### YOUR INSTRUCTIONS
Give back, word for word, the lines in the listing below from the one holding "Objective — for every instance of the bird's head" down to the one holding "Objective — for every instance of the green leaf", both ends included.

--

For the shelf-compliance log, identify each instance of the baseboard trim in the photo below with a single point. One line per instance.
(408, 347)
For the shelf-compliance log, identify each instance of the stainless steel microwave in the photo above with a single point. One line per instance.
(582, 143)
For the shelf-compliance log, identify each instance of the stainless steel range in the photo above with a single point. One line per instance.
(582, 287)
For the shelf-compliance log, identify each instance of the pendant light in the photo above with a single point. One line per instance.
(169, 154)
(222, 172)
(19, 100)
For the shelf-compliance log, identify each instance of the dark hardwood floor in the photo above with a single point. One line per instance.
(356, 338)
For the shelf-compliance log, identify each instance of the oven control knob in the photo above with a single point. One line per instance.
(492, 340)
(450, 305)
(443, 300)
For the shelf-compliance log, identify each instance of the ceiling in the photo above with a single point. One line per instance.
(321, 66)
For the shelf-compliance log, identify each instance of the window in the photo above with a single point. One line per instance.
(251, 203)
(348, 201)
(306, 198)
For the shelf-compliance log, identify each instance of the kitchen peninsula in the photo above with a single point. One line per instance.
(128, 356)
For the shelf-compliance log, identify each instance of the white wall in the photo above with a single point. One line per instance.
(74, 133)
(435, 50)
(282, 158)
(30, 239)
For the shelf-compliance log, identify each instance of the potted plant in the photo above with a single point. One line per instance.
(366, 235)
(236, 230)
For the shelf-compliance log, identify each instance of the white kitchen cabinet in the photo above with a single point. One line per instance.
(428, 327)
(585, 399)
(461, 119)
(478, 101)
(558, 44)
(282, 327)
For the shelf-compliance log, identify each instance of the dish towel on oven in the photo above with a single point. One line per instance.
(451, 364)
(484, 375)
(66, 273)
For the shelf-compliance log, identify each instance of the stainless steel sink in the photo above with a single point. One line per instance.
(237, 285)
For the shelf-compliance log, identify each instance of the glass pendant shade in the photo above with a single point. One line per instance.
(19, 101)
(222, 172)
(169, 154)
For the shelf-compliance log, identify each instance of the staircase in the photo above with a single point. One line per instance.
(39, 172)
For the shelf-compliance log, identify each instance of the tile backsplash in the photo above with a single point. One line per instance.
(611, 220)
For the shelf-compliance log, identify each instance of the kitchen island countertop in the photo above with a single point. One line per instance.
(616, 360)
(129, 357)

--

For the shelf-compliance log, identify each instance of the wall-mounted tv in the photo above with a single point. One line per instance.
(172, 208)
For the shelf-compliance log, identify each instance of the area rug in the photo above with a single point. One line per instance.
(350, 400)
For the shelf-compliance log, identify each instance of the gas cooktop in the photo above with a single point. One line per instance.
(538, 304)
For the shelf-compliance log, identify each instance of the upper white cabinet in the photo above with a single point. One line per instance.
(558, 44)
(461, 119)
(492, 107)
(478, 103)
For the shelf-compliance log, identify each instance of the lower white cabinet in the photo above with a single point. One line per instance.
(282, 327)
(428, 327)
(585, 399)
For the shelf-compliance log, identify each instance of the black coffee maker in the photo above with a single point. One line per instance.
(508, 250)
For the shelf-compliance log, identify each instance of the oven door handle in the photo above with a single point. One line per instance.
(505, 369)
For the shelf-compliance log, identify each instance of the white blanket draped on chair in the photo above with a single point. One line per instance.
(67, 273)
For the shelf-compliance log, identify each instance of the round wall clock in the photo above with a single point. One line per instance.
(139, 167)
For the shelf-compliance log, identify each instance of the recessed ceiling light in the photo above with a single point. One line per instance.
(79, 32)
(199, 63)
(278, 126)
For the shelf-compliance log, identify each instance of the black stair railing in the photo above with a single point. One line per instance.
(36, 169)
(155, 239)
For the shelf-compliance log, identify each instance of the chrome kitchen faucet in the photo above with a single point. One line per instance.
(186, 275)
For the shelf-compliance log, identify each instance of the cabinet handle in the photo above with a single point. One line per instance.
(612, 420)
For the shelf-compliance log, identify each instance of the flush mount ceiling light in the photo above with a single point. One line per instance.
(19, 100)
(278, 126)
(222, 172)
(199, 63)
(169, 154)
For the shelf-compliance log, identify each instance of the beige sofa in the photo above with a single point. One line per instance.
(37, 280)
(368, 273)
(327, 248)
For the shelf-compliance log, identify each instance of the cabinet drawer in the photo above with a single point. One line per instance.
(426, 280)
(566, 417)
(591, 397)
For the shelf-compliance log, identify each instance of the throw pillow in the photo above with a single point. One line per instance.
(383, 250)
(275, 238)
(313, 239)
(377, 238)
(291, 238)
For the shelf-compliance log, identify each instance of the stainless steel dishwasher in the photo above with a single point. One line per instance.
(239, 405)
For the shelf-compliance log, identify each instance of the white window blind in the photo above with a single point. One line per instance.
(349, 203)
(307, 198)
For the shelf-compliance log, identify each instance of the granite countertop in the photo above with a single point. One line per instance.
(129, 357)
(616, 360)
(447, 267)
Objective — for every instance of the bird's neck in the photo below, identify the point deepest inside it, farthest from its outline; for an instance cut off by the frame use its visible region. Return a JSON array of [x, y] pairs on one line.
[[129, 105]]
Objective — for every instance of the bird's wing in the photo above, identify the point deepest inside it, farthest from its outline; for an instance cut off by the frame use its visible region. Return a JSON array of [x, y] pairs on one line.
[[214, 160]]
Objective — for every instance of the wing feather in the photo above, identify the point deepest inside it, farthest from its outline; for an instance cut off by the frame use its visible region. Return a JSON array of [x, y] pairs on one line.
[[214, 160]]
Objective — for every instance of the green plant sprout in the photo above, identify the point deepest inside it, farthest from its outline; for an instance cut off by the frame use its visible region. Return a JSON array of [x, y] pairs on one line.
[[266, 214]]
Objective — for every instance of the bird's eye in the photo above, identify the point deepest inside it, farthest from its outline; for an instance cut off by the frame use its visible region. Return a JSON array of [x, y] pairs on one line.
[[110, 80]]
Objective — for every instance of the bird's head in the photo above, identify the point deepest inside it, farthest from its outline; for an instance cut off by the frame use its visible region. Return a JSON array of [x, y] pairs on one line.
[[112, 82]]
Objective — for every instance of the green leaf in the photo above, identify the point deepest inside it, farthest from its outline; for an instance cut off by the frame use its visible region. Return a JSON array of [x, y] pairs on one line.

--

### RESPONSE TO THE EXERCISE
Objective — for every instance of the bird's head in the photo above, identify the point deepest inside it, farthest from its outline; for an instance cut off by the frame use its visible region. Return a JSON array of [x, y] pairs on one line.
[[112, 82]]
Objective — for every instance of the green leaf in the photo above, identify the point deepest inside it, farthest from its outline; for an instance cut off by the frame use its visible region. Return a JSON array of [x, y] pairs on one line.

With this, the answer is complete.